* [WHAT YOU SHOULD DO]
Set down, word for word, the lines of the entries below, starting with the line that contains "the flower center" and running through the last line of the entries, both ends included.

* [EXERCISE MATERIALS]
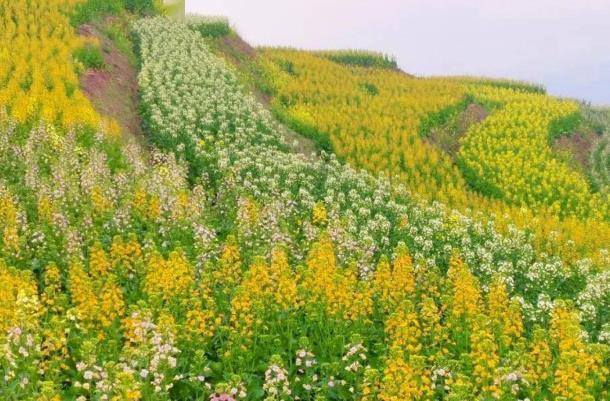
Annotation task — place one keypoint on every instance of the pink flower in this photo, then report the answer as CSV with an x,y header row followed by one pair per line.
x,y
221,397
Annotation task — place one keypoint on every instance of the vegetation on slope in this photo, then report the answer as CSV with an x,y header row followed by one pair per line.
x,y
225,267
517,181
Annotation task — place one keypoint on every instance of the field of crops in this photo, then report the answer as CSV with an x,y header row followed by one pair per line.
x,y
213,263
503,167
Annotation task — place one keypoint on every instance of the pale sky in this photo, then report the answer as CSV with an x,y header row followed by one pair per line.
x,y
562,44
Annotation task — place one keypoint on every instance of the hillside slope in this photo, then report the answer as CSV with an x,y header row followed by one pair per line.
x,y
222,264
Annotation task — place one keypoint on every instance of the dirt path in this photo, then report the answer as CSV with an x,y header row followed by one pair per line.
x,y
113,90
243,56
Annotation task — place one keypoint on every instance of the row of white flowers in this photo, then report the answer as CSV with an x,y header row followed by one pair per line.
x,y
195,107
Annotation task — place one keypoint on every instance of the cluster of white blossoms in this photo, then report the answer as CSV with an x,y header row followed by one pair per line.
x,y
196,107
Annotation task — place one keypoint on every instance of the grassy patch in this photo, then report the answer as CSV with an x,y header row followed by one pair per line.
x,y
118,33
361,58
93,10
212,27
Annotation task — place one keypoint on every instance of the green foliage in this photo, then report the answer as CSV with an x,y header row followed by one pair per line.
x,y
310,131
213,27
564,126
369,88
93,10
522,86
145,7
90,56
361,58
118,33
443,116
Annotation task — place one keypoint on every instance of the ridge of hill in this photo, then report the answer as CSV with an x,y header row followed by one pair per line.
x,y
215,261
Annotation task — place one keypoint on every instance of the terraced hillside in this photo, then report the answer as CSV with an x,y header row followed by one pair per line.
x,y
215,262
501,164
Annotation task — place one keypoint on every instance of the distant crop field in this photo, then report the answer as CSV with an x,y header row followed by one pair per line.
x,y
186,250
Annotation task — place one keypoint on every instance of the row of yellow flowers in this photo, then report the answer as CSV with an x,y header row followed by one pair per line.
x,y
373,118
38,79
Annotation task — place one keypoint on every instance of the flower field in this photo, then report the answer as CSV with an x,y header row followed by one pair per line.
x,y
216,264
378,119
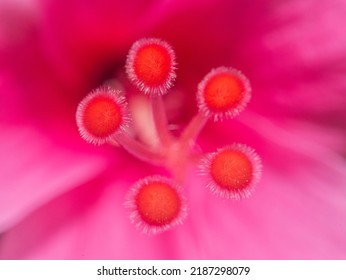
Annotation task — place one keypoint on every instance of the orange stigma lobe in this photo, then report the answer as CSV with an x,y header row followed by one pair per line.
x,y
102,116
232,170
152,64
223,91
158,203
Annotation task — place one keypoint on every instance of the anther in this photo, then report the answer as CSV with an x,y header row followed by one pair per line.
x,y
223,93
151,65
232,172
156,204
102,115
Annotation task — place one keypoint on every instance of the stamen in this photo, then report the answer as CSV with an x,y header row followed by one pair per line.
x,y
156,204
223,93
151,65
102,115
232,172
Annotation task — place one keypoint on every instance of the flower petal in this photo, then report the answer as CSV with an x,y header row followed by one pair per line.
x,y
35,169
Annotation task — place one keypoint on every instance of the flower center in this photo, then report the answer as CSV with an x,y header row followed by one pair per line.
x,y
157,203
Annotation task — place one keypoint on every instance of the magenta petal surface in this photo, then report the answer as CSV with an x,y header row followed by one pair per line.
x,y
34,170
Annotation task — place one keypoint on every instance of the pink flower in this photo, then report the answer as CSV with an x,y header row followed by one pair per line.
x,y
62,198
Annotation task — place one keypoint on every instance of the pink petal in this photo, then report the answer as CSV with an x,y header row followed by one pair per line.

* [RESPONSE TO THE TASK]
Annotation task — place one keypoint on every instance of the flower center in this photo, then report the answer as CSV with an x,y header row followed by one pair per line.
x,y
157,203
Annotation task — place one keypoint on every instance of the magenta petal surface in this photo, then report the answer as CSV with an x,y header row followed by one pair per line.
x,y
34,170
Annotation task — place one keypoint on every instance of the pink flower in this photo, then report the answer as CSV with an x,y header row followed by one pair per line.
x,y
62,198
Annotation task — place one keypoint on every instance of the pink petal in this photo, then report the answer as CSV with an x,y header row followed by one pair per line.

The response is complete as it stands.